## begin

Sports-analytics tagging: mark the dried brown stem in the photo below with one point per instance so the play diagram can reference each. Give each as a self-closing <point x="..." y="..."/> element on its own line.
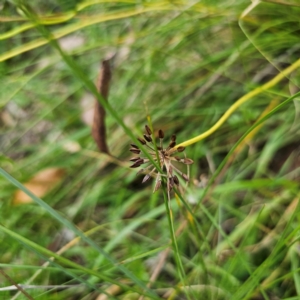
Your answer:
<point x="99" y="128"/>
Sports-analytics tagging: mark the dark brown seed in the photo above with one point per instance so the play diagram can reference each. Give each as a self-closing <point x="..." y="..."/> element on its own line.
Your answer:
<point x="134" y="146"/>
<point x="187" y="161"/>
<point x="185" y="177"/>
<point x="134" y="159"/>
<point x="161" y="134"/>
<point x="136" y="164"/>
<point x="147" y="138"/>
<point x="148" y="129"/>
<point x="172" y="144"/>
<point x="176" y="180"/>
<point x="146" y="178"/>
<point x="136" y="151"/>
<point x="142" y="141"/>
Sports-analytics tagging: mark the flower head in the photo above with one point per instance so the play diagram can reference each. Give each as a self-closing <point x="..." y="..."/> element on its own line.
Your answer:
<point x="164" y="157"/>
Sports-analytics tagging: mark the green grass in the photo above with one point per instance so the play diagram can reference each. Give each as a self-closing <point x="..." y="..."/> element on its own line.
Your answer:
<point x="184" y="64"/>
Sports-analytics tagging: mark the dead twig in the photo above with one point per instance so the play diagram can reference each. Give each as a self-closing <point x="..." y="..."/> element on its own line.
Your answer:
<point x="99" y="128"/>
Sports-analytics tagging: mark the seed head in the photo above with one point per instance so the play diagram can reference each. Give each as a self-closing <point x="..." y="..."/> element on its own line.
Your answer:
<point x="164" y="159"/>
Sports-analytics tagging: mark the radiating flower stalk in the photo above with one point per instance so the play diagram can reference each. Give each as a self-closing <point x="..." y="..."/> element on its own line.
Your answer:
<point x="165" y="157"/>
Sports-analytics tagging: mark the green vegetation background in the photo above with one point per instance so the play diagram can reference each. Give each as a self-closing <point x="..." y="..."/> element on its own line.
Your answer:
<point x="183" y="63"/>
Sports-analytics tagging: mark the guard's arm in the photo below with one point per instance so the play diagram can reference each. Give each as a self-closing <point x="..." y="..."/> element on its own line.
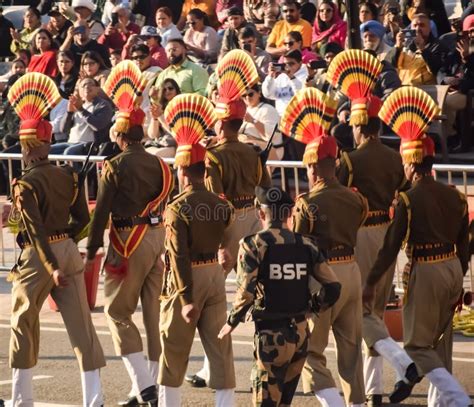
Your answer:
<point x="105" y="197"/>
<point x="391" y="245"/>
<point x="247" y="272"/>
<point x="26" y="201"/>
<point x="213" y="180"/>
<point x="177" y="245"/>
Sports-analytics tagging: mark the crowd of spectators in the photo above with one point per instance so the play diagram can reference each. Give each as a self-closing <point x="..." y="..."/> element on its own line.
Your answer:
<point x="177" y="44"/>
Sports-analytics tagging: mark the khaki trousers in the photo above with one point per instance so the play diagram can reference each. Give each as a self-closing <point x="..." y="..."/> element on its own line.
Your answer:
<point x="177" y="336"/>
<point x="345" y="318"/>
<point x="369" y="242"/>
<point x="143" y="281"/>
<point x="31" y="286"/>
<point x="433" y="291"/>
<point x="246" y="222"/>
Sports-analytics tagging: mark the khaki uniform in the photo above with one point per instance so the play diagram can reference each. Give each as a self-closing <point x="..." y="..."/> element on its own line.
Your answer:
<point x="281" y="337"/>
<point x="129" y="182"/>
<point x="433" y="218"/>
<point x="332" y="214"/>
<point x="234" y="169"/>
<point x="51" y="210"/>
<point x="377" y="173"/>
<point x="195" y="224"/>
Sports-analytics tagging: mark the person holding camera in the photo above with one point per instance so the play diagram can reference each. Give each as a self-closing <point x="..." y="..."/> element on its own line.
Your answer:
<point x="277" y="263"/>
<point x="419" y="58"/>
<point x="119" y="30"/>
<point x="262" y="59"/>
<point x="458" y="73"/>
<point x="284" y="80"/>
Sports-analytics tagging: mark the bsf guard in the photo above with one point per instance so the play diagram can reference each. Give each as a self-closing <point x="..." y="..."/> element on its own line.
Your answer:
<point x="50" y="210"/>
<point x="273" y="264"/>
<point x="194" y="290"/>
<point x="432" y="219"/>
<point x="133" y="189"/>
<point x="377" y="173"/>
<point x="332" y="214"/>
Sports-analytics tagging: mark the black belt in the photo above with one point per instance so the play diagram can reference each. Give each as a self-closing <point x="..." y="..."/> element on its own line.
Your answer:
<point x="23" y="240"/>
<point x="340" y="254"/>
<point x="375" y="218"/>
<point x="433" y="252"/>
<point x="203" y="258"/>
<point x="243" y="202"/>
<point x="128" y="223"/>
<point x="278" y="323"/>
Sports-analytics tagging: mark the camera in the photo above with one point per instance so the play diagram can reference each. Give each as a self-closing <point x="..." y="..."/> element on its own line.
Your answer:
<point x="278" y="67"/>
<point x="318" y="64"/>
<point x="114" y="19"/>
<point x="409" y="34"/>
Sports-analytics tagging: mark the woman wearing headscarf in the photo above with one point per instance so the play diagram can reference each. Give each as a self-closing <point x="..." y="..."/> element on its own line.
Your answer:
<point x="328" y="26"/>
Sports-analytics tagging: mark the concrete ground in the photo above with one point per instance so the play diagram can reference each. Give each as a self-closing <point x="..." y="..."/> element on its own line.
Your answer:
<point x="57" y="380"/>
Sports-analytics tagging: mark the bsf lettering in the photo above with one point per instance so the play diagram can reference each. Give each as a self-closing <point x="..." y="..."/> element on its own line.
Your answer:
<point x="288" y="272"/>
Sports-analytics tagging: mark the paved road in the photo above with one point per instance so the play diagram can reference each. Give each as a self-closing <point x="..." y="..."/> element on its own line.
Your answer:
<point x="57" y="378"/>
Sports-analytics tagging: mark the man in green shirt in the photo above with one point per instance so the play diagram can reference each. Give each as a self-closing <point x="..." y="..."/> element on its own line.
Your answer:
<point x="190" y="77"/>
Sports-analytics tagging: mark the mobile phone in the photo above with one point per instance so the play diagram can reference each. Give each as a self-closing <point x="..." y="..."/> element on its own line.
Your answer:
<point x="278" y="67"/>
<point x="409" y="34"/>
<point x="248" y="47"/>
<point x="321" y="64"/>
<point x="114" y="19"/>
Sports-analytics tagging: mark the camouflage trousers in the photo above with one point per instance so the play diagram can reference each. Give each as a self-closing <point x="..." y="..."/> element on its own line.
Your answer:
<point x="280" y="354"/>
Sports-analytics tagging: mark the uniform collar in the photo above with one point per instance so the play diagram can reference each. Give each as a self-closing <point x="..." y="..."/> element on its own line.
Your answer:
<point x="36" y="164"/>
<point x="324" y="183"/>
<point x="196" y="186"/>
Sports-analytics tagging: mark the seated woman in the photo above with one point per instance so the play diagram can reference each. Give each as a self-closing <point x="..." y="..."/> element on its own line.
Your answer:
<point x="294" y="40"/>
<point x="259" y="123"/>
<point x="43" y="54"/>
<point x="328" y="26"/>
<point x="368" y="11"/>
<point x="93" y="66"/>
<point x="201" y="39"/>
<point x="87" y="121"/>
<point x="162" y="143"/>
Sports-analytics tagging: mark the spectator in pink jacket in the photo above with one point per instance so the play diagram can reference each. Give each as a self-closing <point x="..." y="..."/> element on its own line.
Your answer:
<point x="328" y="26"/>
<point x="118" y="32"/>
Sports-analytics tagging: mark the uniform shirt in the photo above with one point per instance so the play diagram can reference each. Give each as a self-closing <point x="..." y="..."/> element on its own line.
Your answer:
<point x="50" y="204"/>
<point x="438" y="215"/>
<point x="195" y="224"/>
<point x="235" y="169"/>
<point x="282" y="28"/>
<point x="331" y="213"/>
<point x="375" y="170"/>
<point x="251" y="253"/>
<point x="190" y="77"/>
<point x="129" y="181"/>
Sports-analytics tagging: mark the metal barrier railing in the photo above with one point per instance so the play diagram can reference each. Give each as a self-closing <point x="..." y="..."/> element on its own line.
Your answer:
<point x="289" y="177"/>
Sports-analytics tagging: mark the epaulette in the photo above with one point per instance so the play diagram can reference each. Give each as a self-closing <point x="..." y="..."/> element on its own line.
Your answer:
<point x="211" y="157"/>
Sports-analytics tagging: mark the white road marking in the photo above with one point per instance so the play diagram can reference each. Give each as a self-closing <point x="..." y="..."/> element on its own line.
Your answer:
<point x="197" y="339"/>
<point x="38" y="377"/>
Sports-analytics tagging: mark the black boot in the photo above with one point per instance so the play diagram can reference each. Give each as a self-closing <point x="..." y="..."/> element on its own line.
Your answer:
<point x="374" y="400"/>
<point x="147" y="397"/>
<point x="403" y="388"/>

## end
## begin

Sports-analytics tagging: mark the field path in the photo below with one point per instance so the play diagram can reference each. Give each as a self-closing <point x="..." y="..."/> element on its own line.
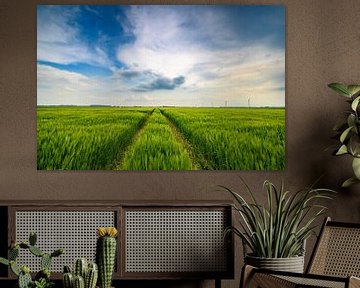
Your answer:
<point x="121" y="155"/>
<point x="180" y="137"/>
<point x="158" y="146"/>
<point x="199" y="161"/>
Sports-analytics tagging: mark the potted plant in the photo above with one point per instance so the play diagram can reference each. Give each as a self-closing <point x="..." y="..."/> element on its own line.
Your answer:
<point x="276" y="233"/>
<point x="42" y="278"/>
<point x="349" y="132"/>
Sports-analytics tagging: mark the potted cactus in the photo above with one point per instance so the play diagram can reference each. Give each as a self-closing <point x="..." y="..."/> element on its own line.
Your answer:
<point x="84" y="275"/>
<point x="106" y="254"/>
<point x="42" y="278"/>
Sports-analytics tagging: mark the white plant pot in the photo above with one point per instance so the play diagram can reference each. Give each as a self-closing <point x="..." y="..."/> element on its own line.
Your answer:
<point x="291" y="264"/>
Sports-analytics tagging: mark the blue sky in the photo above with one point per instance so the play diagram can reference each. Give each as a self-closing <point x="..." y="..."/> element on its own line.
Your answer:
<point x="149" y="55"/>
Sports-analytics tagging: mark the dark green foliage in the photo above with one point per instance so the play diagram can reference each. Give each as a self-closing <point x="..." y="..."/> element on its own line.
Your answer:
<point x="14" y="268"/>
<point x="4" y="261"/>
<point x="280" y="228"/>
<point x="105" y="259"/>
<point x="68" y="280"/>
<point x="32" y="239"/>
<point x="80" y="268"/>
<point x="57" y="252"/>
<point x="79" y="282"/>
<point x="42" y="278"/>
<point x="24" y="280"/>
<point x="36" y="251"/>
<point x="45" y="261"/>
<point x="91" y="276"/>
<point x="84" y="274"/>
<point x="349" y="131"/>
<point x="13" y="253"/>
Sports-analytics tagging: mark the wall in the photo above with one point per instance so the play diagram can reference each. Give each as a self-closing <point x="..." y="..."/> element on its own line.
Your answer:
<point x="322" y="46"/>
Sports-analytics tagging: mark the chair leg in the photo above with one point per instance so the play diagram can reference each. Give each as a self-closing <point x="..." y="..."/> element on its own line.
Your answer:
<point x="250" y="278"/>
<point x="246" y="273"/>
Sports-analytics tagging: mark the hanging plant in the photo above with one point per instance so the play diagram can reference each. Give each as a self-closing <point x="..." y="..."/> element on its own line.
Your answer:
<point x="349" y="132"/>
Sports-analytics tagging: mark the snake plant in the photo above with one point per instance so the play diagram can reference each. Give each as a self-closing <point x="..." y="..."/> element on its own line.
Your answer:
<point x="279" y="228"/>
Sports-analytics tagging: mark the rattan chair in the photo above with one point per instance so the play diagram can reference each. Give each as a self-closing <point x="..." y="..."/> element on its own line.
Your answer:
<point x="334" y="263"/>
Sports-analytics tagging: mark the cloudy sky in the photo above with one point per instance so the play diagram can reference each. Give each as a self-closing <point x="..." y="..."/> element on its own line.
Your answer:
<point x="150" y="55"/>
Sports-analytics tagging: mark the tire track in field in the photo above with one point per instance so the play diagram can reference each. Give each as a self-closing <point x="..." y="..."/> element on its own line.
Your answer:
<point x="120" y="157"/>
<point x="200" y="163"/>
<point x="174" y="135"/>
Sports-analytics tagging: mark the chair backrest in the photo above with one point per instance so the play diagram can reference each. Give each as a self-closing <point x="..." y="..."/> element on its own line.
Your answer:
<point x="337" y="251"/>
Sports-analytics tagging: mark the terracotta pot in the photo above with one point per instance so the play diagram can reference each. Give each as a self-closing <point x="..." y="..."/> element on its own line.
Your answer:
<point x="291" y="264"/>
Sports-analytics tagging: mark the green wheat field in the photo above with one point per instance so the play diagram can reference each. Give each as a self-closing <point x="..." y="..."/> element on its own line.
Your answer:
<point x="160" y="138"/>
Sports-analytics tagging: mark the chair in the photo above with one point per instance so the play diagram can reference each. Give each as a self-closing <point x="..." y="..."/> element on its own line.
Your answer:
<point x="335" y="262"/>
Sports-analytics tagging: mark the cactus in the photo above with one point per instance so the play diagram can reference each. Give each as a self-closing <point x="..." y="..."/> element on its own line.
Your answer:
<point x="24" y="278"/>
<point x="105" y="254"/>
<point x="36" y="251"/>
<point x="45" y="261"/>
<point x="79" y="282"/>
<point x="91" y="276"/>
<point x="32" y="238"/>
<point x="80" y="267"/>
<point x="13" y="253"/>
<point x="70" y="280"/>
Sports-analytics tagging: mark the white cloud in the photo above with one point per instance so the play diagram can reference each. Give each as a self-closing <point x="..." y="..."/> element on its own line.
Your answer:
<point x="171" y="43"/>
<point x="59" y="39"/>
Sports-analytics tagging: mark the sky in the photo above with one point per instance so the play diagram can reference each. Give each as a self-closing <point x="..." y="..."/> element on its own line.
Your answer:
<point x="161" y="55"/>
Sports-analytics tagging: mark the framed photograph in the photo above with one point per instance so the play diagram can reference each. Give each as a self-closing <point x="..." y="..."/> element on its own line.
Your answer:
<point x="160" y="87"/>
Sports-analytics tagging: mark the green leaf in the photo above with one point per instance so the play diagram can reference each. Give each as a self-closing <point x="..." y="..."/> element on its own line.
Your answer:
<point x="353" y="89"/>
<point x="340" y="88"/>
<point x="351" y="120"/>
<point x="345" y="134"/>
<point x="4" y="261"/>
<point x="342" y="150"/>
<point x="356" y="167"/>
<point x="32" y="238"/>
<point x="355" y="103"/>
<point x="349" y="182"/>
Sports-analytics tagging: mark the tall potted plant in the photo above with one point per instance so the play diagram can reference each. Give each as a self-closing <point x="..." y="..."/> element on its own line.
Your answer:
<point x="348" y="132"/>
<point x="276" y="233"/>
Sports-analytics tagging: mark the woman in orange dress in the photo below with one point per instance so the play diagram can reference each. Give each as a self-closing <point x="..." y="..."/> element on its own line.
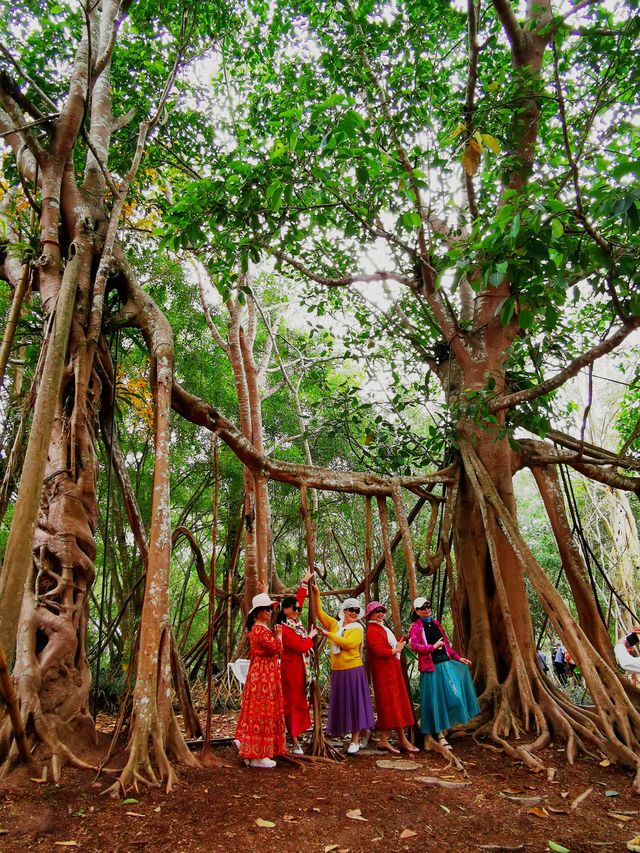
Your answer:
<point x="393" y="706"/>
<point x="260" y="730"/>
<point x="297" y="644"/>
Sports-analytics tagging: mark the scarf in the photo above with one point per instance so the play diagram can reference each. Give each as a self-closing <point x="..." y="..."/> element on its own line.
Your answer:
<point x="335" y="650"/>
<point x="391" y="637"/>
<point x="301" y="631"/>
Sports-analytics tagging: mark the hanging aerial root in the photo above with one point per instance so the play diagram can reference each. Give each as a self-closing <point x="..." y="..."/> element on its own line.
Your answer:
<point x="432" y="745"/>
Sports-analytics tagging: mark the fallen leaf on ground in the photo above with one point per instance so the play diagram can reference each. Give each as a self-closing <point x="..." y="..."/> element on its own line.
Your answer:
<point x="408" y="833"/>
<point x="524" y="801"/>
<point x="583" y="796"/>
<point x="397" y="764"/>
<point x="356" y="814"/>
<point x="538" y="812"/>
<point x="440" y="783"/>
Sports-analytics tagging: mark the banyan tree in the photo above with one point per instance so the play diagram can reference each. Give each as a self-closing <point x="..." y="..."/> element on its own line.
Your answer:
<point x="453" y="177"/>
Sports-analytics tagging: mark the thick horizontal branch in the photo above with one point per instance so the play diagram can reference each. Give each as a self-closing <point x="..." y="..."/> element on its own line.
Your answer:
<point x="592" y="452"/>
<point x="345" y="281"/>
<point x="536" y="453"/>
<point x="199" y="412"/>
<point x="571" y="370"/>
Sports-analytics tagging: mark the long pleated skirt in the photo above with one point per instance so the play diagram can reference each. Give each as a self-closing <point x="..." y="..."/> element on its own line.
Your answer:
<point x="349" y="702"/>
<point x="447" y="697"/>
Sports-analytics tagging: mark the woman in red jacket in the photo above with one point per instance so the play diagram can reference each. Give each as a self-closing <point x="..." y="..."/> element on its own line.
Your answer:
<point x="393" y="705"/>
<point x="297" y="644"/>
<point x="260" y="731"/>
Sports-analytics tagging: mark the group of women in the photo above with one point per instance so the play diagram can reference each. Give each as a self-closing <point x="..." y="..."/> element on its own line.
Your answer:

## end
## begin

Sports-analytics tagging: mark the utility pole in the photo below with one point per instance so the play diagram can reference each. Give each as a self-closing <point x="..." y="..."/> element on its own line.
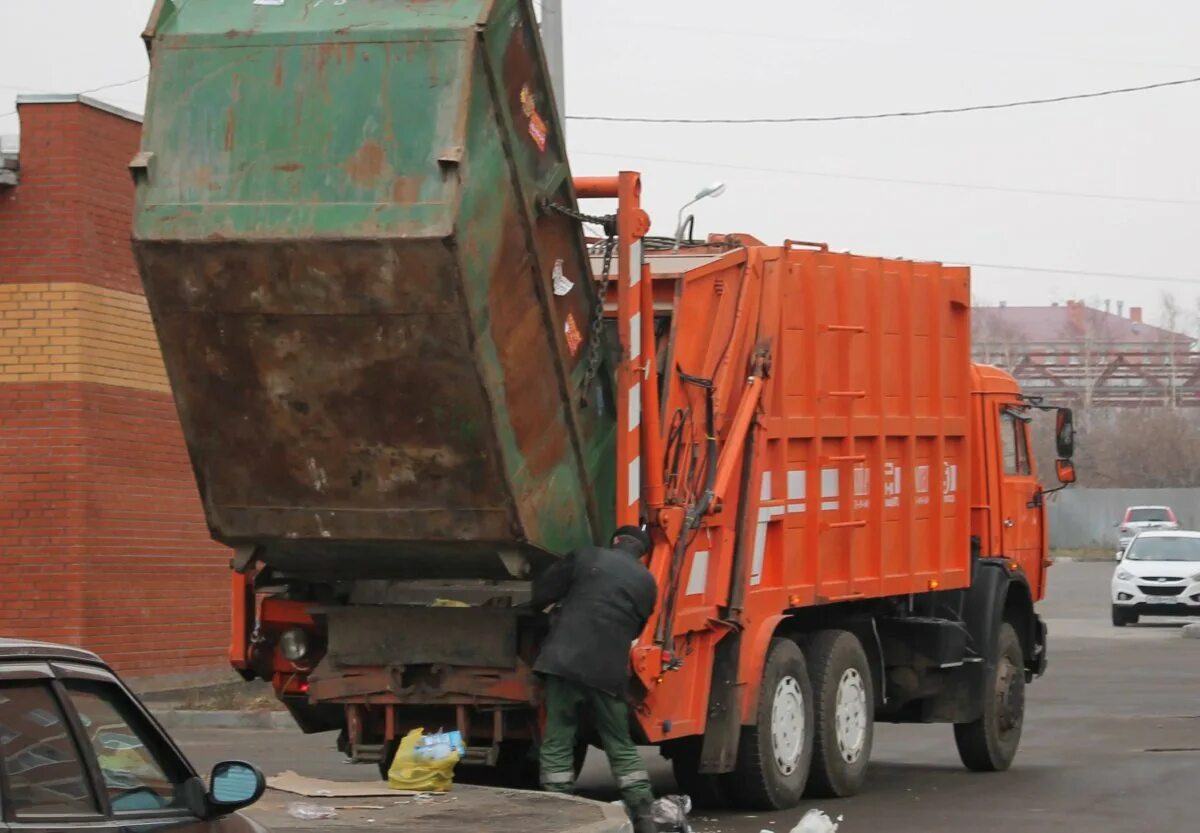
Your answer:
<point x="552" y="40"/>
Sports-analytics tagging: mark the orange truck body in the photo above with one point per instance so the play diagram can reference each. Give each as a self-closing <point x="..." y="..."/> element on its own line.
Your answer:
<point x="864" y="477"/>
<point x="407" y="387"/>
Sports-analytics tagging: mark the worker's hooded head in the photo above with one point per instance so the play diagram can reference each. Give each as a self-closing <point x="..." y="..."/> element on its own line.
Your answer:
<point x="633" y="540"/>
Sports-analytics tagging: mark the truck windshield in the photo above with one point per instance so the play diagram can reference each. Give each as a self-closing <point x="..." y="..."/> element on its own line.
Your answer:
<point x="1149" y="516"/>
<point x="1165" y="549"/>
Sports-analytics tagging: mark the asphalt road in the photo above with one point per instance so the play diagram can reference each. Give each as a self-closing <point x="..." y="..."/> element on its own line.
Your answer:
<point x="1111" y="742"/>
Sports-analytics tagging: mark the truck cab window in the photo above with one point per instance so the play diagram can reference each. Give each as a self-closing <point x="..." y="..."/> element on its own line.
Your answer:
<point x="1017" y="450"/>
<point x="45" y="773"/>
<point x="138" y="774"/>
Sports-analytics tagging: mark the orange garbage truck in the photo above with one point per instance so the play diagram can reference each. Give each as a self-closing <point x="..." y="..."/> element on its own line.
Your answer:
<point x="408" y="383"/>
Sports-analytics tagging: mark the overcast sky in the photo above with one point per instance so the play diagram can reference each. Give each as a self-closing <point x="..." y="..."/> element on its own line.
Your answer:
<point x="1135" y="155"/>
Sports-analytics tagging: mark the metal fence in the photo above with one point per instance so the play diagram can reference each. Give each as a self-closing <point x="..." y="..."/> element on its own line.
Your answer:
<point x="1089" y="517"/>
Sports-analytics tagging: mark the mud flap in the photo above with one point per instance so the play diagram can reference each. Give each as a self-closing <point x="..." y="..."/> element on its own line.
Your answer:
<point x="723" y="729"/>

## end

__Exercise brief__
Show every line in the records above that contains the word "black".

__Written reply__
Sports-analytics tagging: mark the black belt in the photo above with one point per instance so the play diagram can reference each. Give each as a self-closing <point x="..." y="..."/> element on its own line.
Sports-analytics tagging: mark the black boot in the photo above with one point per instance so the play diagram can reference each. Give each as a self-closing <point x="..." y="..."/> element on its own line.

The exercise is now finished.